++++ Document ++++
On Wed, Feb 5, 2014 at 9:52 PM, Andrew Ash <an...@andrewash.com> wrote:
> Agree on timeboxed releases as well.
>
> Is there a vision for where we want to be as a project before declaring the
> first 1.0 release?  While we're in the 0.x days per semver we can break
> backcompat at will (though we try to avoid it where possible), and that
> luxury goes away with 1.x  I just don't want to release a 1.0 simply
> because it seems to follow after 0.9 rather than making an intentional
> decision that we're at the point where we can stand by the current APIs and
> binary compatibility for the next year or so of the major release.
>
> Until that decision is made as a group I'd rather we do an immediate
> version bump to 0.10.0-SNAPSHOT and then if discussion warrants it later,
> replace that with 1.0.0-SNAPSHOT.  It's very easy to go from 0.10 to 1.0
> but not the other way around.
>
> https://github.com/apache/incubator-spark/pull/542
>
> Cheers!
> Andrew
>
>
> On Wed, Feb 5, 2014 at 9:49 PM, Heiko Braun <ik...@googlemail.com>wrote:
>
>> +1 on time boxed releases and compatibility guidelines
>>
>>
>> > Am 06.02.2014 um 01:20 schrieb Patrick Wendell <pw...@gmail.com>:
>> >
>> > Hi Everyone,
>> >
>> > In an effort to coordinate development amongst the growing list of
>> > Spark contributors, I've taken some time to write up a proposal to
>> > formalize various pieces of the development process. The next release
>> > of Spark will likely be Spark 1.0.0, so this message is intended in
>> > part to coordinate the release plan for 1.0.0 and future releases.
>> > I'll post this on the wiki after discussing it on this thread as
>> > tentative project guidelines.
>> >
>> > == Spark Release Structure ==
>> > Starting with Spark 1.0.0, the Spark project will follow the semantic
>> > versioning guidelines (http://semver.org/) with a few deviations.
>> > These small differences account for Spark's nature as a multi-module
>> > project.
>> >
>> > Each Spark release will be versioned:
>> > [MAJOR].[MINOR].[MAINTENANCE]
>> >
>> > All releases with the same major version number will have API
>> > compatibility, defined as [1]. Major version numbers will remain
>> > stable over long periods of time. For instance, 1.X.Y may last 1 year
>> > or more.
>> >
>> > Minor releases will typically contain new features and improvements.
>> > The target frequency for minor releases is every 3-4 months. One
>> > change we'd like to make is to announce fixed release dates and merge
>> > windows for each release, to facilitate coordination. Each minor
>> > release will have a merge window where new patches can be merged, a QA
>> > window when only fixes can be merged, then a final period where voting
>> > occurs on release candidates. These windows will be announced
>> > immediately after the previous minor release to give people plenty of
>> > time, and over time, we might make the whole release process more
>> > regular (similar to Ubuntu). At the bottom of this document is an
>> > example window for the 1.0.0 release.
++++ Data excerpts ++++
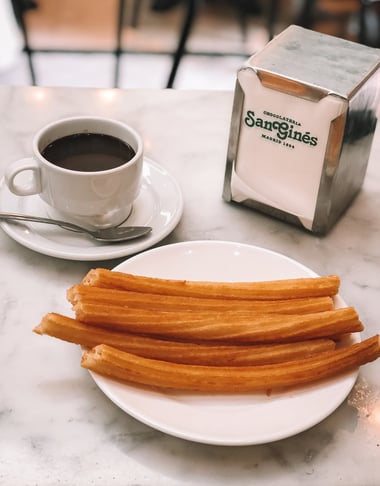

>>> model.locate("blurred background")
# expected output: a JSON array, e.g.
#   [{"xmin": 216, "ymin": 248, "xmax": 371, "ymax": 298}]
[{"xmin": 0, "ymin": 0, "xmax": 380, "ymax": 90}]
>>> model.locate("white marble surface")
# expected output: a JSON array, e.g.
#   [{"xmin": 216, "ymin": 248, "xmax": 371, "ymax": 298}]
[{"xmin": 0, "ymin": 86, "xmax": 380, "ymax": 486}]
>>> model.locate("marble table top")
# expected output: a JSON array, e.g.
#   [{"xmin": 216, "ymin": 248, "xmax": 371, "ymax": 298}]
[{"xmin": 0, "ymin": 86, "xmax": 380, "ymax": 486}]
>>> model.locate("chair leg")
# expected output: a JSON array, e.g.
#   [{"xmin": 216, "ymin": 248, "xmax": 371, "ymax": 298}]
[
  {"xmin": 114, "ymin": 0, "xmax": 126, "ymax": 88},
  {"xmin": 166, "ymin": 0, "xmax": 198, "ymax": 88},
  {"xmin": 12, "ymin": 0, "xmax": 37, "ymax": 86}
]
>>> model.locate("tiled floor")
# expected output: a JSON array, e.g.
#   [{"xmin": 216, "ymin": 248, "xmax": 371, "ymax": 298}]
[
  {"xmin": 0, "ymin": 0, "xmax": 294, "ymax": 89},
  {"xmin": 0, "ymin": 0, "xmax": 374, "ymax": 89}
]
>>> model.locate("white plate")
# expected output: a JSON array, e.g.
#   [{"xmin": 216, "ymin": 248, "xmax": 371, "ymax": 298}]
[
  {"xmin": 86, "ymin": 241, "xmax": 359, "ymax": 445},
  {"xmin": 0, "ymin": 159, "xmax": 183, "ymax": 261}
]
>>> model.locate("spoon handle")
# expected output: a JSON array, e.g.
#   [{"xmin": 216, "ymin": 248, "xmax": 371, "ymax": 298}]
[{"xmin": 0, "ymin": 213, "xmax": 87, "ymax": 233}]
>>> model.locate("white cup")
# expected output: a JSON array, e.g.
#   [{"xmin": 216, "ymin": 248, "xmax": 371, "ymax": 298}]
[{"xmin": 4, "ymin": 116, "xmax": 143, "ymax": 228}]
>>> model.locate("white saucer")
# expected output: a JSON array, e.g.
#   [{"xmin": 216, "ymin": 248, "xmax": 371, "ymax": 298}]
[
  {"xmin": 0, "ymin": 158, "xmax": 183, "ymax": 261},
  {"xmin": 87, "ymin": 241, "xmax": 360, "ymax": 446}
]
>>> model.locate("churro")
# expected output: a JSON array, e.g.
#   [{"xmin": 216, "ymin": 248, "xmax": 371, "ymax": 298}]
[
  {"xmin": 34, "ymin": 313, "xmax": 335, "ymax": 366},
  {"xmin": 67, "ymin": 285, "xmax": 334, "ymax": 314},
  {"xmin": 82, "ymin": 268, "xmax": 340, "ymax": 300},
  {"xmin": 81, "ymin": 335, "xmax": 380, "ymax": 393},
  {"xmin": 74, "ymin": 303, "xmax": 363, "ymax": 343}
]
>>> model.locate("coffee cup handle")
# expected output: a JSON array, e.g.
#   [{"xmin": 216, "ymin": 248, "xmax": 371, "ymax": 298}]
[{"xmin": 4, "ymin": 157, "xmax": 41, "ymax": 196}]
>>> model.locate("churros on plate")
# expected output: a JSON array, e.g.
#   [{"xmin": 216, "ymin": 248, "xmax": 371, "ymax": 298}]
[{"xmin": 34, "ymin": 268, "xmax": 380, "ymax": 393}]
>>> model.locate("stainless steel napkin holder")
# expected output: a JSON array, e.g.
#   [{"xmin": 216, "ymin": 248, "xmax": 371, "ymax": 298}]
[{"xmin": 223, "ymin": 25, "xmax": 380, "ymax": 234}]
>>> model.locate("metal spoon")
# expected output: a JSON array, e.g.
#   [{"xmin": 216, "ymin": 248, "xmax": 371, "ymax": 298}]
[{"xmin": 0, "ymin": 213, "xmax": 152, "ymax": 243}]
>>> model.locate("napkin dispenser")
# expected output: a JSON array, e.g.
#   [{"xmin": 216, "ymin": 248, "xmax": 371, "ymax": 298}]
[{"xmin": 223, "ymin": 25, "xmax": 380, "ymax": 234}]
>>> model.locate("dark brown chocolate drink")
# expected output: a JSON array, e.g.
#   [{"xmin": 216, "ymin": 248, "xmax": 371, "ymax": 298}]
[{"xmin": 42, "ymin": 133, "xmax": 135, "ymax": 172}]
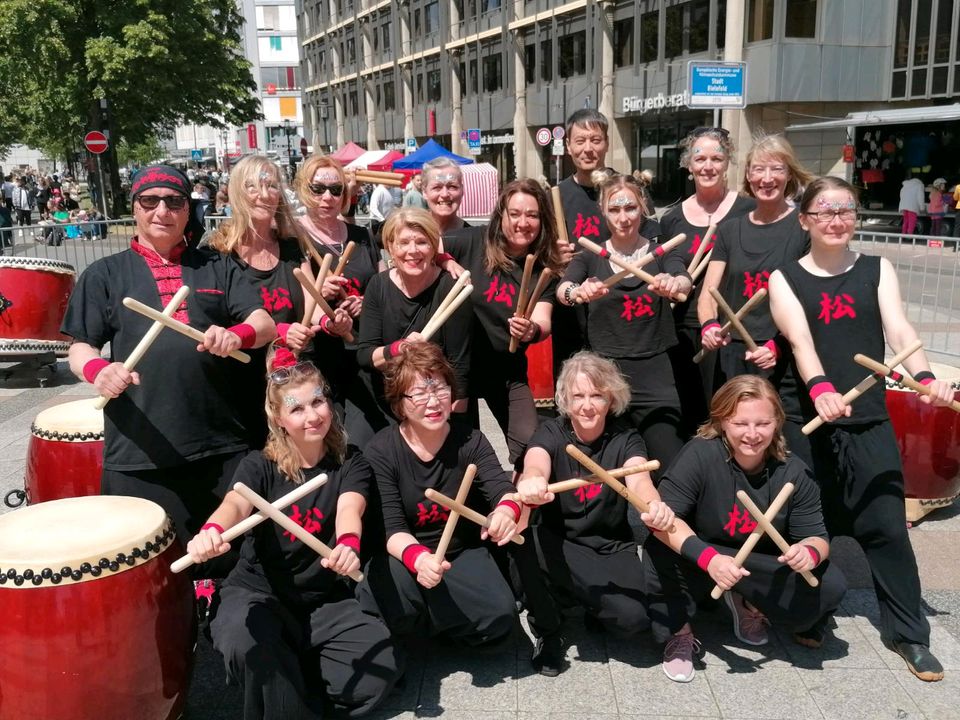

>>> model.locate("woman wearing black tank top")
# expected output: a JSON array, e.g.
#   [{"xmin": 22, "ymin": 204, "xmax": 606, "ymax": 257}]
[{"xmin": 770, "ymin": 177, "xmax": 952, "ymax": 681}]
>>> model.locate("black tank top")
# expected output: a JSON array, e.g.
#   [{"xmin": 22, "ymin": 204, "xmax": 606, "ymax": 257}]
[{"xmin": 781, "ymin": 255, "xmax": 888, "ymax": 425}]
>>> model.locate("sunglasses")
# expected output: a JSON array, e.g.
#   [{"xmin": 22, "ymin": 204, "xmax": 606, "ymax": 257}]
[
  {"xmin": 137, "ymin": 195, "xmax": 190, "ymax": 212},
  {"xmin": 309, "ymin": 183, "xmax": 343, "ymax": 197}
]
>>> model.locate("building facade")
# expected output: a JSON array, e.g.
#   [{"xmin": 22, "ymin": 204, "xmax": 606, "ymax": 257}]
[{"xmin": 297, "ymin": 0, "xmax": 960, "ymax": 200}]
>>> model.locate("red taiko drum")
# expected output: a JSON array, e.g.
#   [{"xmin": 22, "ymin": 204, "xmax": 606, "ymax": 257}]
[
  {"xmin": 887, "ymin": 363, "xmax": 960, "ymax": 522},
  {"xmin": 0, "ymin": 496, "xmax": 196, "ymax": 720},
  {"xmin": 0, "ymin": 257, "xmax": 76, "ymax": 355},
  {"xmin": 527, "ymin": 338, "xmax": 554, "ymax": 408},
  {"xmin": 23, "ymin": 398, "xmax": 103, "ymax": 503}
]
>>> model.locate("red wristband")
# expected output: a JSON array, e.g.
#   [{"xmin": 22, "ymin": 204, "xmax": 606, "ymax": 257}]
[
  {"xmin": 337, "ymin": 533, "xmax": 360, "ymax": 555},
  {"xmin": 495, "ymin": 500, "xmax": 520, "ymax": 522},
  {"xmin": 400, "ymin": 543, "xmax": 430, "ymax": 575},
  {"xmin": 697, "ymin": 546, "xmax": 720, "ymax": 572},
  {"xmin": 83, "ymin": 358, "xmax": 110, "ymax": 385},
  {"xmin": 227, "ymin": 323, "xmax": 257, "ymax": 348}
]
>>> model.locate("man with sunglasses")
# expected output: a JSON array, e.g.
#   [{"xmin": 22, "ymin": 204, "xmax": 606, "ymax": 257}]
[{"xmin": 61, "ymin": 165, "xmax": 276, "ymax": 577}]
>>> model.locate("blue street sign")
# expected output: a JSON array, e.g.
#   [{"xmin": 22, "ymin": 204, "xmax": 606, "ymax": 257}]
[{"xmin": 687, "ymin": 60, "xmax": 747, "ymax": 108}]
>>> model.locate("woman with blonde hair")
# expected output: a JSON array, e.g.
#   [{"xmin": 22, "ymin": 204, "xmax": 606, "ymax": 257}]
[
  {"xmin": 515, "ymin": 351, "xmax": 673, "ymax": 676},
  {"xmin": 644, "ymin": 375, "xmax": 846, "ymax": 682},
  {"xmin": 201, "ymin": 155, "xmax": 352, "ymax": 448},
  {"xmin": 187, "ymin": 349, "xmax": 402, "ymax": 720},
  {"xmin": 697, "ymin": 135, "xmax": 813, "ymax": 394}
]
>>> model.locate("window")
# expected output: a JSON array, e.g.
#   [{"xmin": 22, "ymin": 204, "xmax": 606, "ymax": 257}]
[
  {"xmin": 640, "ymin": 12, "xmax": 660, "ymax": 62},
  {"xmin": 783, "ymin": 0, "xmax": 817, "ymax": 38},
  {"xmin": 483, "ymin": 51, "xmax": 503, "ymax": 92},
  {"xmin": 613, "ymin": 18, "xmax": 633, "ymax": 68},
  {"xmin": 557, "ymin": 30, "xmax": 587, "ymax": 78},
  {"xmin": 747, "ymin": 0, "xmax": 773, "ymax": 42}
]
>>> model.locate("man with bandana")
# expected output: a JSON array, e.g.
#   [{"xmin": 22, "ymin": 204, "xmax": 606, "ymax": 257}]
[{"xmin": 61, "ymin": 165, "xmax": 276, "ymax": 577}]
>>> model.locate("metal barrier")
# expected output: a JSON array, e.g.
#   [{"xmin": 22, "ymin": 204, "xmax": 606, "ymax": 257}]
[{"xmin": 853, "ymin": 230, "xmax": 960, "ymax": 358}]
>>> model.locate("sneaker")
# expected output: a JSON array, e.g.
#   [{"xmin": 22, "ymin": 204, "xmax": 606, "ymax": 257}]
[
  {"xmin": 530, "ymin": 635, "xmax": 567, "ymax": 677},
  {"xmin": 881, "ymin": 638, "xmax": 943, "ymax": 682},
  {"xmin": 723, "ymin": 591, "xmax": 770, "ymax": 645},
  {"xmin": 660, "ymin": 633, "xmax": 700, "ymax": 682}
]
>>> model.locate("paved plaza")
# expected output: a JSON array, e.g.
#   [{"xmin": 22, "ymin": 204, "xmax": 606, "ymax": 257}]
[{"xmin": 0, "ymin": 361, "xmax": 960, "ymax": 720}]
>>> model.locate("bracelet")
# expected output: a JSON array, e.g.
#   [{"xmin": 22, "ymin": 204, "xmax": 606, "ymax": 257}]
++++
→ **Exercise instructions**
(a) Copy the stretch of the Spark release thread from "On Wed, Feb 5, 2014 at 9:52" through "the major release.".
(b) Answer these questions using the Spark release thread:
(i) Which version does Andrew Ash want an immediate bump to?
(ii) What is the target frequency for minor releases?
(iii) In what format will each Spark release be versioned?

→ **Responses to the tasks**
(a)
On Wed, Feb 5, 2014 at 9:52 PM, Andrew Ash <an...@andrewash.com> wrote:
> Agree on timeboxed releases as well.
>
> Is there a vision for where we want to be as a project before declaring the
> first 1.0 release?  While we're in the 0.x days per semver we can break
> backcompat at will (though we try to avoid it where possible), and that
> luxury goes away with 1.x  I just don't want to release a 1.0 simply
> because it seems to follow after 0.9 rather than making an intentional
> decision that we're at the point where we can stand by the current APIs and
> binary compatibility for the next year or so of the major release.

(b)
(i) 0.10.0-SNAPSHOT
(ii) Every 3-4 months
(iii) [MAJOR].[MINOR].[MAINTENANCE]